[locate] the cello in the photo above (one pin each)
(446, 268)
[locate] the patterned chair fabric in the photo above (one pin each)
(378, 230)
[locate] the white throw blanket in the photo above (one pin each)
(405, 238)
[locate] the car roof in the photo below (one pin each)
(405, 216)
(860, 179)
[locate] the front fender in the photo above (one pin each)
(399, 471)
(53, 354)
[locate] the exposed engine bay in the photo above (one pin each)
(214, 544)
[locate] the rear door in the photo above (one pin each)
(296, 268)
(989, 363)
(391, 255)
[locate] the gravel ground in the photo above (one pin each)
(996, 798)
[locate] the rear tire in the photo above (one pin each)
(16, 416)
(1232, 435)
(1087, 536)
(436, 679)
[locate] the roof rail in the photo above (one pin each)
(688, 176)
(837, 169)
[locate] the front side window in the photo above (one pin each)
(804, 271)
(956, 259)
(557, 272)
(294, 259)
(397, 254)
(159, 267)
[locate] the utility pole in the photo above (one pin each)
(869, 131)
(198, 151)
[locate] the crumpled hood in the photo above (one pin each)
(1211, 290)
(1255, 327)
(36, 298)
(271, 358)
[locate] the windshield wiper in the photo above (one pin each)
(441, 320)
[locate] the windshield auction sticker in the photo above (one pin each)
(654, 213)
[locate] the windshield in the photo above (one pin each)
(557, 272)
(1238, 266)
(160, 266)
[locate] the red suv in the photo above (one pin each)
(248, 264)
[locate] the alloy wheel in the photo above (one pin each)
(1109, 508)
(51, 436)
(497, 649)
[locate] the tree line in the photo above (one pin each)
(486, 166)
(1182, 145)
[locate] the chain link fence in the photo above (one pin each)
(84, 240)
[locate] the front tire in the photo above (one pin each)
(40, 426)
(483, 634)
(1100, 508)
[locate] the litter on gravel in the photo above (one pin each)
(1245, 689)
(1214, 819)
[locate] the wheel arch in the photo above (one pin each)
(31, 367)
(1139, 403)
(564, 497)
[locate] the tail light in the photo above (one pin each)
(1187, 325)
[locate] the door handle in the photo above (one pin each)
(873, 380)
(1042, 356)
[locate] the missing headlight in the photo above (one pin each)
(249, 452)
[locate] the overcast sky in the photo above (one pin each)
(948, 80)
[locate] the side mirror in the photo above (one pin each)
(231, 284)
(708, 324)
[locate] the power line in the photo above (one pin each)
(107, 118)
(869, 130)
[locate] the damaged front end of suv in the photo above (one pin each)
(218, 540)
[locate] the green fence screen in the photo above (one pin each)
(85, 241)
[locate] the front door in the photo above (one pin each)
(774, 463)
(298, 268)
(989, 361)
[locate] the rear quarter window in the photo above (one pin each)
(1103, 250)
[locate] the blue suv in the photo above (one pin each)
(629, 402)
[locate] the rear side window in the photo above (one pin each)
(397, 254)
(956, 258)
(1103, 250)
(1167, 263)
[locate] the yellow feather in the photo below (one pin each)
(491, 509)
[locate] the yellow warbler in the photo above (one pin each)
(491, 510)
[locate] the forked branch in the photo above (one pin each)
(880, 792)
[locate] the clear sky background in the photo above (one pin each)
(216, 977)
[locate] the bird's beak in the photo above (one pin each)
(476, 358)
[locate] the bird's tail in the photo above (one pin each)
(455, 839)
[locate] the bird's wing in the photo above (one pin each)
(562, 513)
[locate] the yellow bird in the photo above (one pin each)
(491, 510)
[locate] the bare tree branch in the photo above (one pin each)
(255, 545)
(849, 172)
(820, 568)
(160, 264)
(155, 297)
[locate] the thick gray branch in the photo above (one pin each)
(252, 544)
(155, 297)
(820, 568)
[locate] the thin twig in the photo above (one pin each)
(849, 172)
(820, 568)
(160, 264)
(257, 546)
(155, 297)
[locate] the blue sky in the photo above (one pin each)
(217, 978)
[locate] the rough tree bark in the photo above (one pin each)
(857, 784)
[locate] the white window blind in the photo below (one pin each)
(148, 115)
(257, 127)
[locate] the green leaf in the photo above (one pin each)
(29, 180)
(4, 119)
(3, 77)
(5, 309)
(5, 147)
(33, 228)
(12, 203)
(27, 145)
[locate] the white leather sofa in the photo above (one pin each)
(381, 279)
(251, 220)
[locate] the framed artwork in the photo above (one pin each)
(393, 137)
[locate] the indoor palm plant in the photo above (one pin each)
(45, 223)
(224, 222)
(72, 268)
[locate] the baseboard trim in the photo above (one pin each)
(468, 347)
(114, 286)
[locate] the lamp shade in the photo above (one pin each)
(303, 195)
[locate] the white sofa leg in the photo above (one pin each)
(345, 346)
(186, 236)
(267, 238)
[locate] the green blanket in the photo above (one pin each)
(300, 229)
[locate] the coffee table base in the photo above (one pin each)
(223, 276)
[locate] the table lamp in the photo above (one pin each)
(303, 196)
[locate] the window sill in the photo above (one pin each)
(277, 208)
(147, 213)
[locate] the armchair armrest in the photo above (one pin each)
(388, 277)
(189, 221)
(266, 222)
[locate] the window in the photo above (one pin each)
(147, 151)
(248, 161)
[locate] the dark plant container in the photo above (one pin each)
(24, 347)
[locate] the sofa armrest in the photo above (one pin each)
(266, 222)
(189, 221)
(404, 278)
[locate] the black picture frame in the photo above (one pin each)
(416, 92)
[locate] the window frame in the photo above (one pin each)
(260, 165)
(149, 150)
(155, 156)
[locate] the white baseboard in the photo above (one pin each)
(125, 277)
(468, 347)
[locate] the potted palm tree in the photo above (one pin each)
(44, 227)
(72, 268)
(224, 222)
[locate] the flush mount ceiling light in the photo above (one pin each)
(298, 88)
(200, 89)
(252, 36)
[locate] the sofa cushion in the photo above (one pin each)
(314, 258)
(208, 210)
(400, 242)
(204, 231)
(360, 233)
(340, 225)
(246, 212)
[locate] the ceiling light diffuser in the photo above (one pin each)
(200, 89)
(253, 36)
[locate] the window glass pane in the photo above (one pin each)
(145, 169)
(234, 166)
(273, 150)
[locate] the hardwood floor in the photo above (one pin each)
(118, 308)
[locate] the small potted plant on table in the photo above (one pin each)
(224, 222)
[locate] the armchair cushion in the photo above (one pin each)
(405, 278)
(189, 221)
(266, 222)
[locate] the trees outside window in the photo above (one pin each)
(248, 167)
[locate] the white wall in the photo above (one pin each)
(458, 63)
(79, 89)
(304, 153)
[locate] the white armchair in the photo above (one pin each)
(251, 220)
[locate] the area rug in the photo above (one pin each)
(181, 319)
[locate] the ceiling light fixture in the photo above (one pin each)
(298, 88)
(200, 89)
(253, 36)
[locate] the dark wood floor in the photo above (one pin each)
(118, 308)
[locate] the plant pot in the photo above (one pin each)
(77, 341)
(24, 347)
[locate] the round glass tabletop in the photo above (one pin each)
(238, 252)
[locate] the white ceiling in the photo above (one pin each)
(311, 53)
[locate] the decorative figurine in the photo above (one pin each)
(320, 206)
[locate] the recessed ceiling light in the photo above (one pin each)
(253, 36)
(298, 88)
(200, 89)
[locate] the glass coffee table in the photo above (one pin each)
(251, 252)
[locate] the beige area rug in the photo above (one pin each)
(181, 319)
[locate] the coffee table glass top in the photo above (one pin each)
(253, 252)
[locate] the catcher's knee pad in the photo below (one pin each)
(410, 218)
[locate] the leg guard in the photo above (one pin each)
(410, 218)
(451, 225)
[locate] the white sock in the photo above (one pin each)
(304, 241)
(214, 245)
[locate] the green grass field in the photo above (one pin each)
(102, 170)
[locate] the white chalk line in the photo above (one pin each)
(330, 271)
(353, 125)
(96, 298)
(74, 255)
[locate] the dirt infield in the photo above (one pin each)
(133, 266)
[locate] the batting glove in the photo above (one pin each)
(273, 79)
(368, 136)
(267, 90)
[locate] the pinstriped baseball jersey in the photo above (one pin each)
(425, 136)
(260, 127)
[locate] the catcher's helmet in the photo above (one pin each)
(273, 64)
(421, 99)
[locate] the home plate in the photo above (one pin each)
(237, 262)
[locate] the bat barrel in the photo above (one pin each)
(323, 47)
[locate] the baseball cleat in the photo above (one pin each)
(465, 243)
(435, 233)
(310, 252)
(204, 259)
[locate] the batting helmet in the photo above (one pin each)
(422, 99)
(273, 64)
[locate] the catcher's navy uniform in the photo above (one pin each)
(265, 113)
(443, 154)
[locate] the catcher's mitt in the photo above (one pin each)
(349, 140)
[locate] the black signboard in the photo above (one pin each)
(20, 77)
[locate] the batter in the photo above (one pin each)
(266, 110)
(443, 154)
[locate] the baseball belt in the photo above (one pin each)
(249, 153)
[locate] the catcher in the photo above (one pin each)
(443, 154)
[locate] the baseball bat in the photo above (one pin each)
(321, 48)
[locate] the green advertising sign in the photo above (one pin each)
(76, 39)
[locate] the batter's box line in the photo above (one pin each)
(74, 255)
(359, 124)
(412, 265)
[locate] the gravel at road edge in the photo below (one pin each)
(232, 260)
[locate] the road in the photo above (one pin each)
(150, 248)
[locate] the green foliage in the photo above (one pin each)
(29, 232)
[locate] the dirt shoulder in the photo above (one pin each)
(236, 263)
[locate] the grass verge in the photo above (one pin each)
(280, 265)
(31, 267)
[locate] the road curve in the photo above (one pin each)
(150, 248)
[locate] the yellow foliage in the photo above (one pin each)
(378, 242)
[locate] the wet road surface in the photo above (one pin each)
━━━━━━━━━━━━━━━━━━━━
Lines from the one that contains "[locate] the catcher's mitt" through the final line of the entries must be duplicated exactly, and no other lines.

[locate] the catcher's mitt in the photo above (one pin each)
(349, 140)
[locate] the black signboard in the photo above (one pin each)
(20, 77)
[locate] the batter in the photo above (one pin each)
(266, 110)
(443, 154)
[locate] the baseball belt in the photo above (one pin each)
(249, 153)
[locate] the catcher in the photo above (one pin each)
(443, 154)
[locate] the baseball bat in the photo above (one pin each)
(321, 48)
[locate] the green advertising sign in the photo above (one pin each)
(76, 39)
[locate] the batter's box line in the photo above (one pin each)
(74, 255)
(359, 124)
(412, 265)
[locate] the gravel at road edge in the photo below (one pin each)
(232, 260)
[locate] the road in the photo above (one pin each)
(150, 248)
[locate] the green foliage in the photo above (one pin each)
(29, 232)
[locate] the dirt shoulder in the photo above (one pin each)
(236, 263)
[locate] the grass verge in the photo above (one pin each)
(280, 265)
(31, 267)
[locate] the road curve in the photo above (one pin each)
(150, 248)
[locate] the yellow foliage in the photo above (one pin each)
(378, 242)
[locate] the wet road surface in the photo above (one pin each)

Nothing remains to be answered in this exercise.